>> Begin Material for this task
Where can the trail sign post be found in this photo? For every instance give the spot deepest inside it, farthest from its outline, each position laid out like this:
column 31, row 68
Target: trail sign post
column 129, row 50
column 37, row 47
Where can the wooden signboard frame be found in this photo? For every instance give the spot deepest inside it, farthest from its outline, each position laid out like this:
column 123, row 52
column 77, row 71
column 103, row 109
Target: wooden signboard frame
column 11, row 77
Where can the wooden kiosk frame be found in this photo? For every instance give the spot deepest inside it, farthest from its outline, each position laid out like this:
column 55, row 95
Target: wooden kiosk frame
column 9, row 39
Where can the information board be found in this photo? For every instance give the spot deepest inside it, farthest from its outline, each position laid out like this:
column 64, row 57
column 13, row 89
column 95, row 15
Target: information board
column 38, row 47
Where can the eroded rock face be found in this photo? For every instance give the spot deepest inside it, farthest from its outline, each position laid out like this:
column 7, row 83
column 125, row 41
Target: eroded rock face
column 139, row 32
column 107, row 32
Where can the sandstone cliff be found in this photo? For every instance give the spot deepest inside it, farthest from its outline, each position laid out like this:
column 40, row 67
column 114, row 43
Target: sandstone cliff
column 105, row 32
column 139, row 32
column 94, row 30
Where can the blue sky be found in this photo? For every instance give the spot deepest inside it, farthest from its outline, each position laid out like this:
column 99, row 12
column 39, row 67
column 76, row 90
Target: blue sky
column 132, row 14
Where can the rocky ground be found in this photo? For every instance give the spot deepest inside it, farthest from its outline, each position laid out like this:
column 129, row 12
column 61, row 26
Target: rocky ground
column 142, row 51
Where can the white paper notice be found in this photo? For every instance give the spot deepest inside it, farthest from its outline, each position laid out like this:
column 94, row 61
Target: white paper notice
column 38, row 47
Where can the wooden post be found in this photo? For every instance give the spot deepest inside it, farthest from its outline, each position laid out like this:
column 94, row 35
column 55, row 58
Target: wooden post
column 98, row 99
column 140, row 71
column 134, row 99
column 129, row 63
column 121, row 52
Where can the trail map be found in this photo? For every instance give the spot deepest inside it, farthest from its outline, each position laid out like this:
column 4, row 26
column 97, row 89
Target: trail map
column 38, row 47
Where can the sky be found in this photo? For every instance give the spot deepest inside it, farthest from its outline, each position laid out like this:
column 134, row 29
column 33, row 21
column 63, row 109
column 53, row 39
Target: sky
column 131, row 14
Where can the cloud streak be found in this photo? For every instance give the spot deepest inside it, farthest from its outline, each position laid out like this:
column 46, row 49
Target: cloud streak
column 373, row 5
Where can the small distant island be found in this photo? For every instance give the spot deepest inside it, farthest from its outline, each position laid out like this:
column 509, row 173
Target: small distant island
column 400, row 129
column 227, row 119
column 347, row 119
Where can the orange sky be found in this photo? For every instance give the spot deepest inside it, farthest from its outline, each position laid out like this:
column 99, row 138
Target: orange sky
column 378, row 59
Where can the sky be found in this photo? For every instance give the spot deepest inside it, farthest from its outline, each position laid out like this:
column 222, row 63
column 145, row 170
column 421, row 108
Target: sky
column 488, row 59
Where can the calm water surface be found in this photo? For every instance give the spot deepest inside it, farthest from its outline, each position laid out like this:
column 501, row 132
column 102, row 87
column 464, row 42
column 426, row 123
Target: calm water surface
>> End Material for this task
→ Your task: Write out all of the material above again, but swap every "Target" for "Label" and leave everything else as it is.

→ Correct response:
Where can the trail sign post be found in this photo? For every instance give the spot deepest inside it, farthest from its outline, each position laid out like this:
column 31, row 68
Label: trail sign post
column 129, row 50
column 37, row 47
Where can the wooden signboard frame be found in this photo? For every instance give the spot deepest inside it, farthest from its outline, each position laid out like this:
column 123, row 52
column 77, row 71
column 103, row 109
Label: wooden signboard frame
column 11, row 77
Where can the wooden kiosk frame be found in this photo? For every instance give the spot deepest inside it, farthest from its outline, each position laid out like this:
column 55, row 95
Label: wooden kiosk frame
column 9, row 39
Where can the information board be found in this photo? For every instance give the spot deepest inside it, farthest from its outline, each position laid out like this:
column 64, row 57
column 13, row 89
column 95, row 15
Label: information board
column 38, row 47
Where can the eroded rock face be found in this photo? For every instance give the spot deepest inside it, farthest from its outline, each position laid out like this:
column 7, row 83
column 125, row 41
Label: eroded rock face
column 139, row 32
column 107, row 32
Where can the sandstone cliff be found in this photo? For every instance give the spot deepest inside it, farthest from its outline, each position laid out like this:
column 40, row 67
column 114, row 43
Label: sandstone cliff
column 105, row 32
column 139, row 32
column 94, row 30
Where can the blue sky be found in this photo? For every instance give the spot deepest inside it, farthest from its outline, each position laid out like this:
column 99, row 12
column 39, row 67
column 76, row 90
Label: blue sky
column 132, row 14
Where can the rocky ground be found in this photo? For every instance give the spot deepest inside it, farthest from its outline, each position laid out like this:
column 129, row 12
column 61, row 26
Label: rocky ground
column 142, row 51
Where can the white paper notice be found in this photo? For every instance give the spot deepest inside it, farthest from its outline, each position laid out like this:
column 94, row 61
Label: white paper notice
column 38, row 47
Where can the wooden post be found in this photo? For every instance give the spot deepest inside it, farthest from its outline, each position laid out like this:
column 94, row 35
column 55, row 58
Label: wooden post
column 98, row 99
column 140, row 71
column 134, row 99
column 129, row 63
column 121, row 52
Where can the trail map be found in this photo? For every instance give the spot deepest inside it, farthest from its outline, each position laid out like this:
column 4, row 26
column 97, row 89
Label: trail map
column 38, row 47
Where can the sky be found in this photo? For every instance give the spot deepest inside it, farthest from its outline, each position laid out like this:
column 134, row 29
column 33, row 21
column 63, row 109
column 53, row 39
Label: sky
column 131, row 14
Where can the cloud streak be found in this photo? For every instance give the spot deepest inside it, farthest from its outline, each position laid out like this:
column 46, row 49
Label: cloud streak
column 373, row 5
Where can the small distant island be found in this photo? For every instance give the spot deepest inside it, farthest from its outline, each position laid out like this:
column 509, row 173
Label: small distant island
column 400, row 129
column 227, row 119
column 347, row 119
Where can the orange sky be found in this photo? For every instance give the spot deepest inside it, farthest from its outline, each position laid out like this:
column 99, row 138
Label: orange sky
column 378, row 59
Where can the sky be found in this photo? For every instance give the spot deepest inside it, farthest from its outline, each position laid out like this:
column 222, row 63
column 145, row 170
column 421, row 108
Label: sky
column 488, row 59
Where can the calm water surface be found in this photo? For every instance give the spot deepest inside it, farthest from its outline, each position laid out like this:
column 501, row 132
column 102, row 87
column 464, row 42
column 426, row 123
Label: calm water surface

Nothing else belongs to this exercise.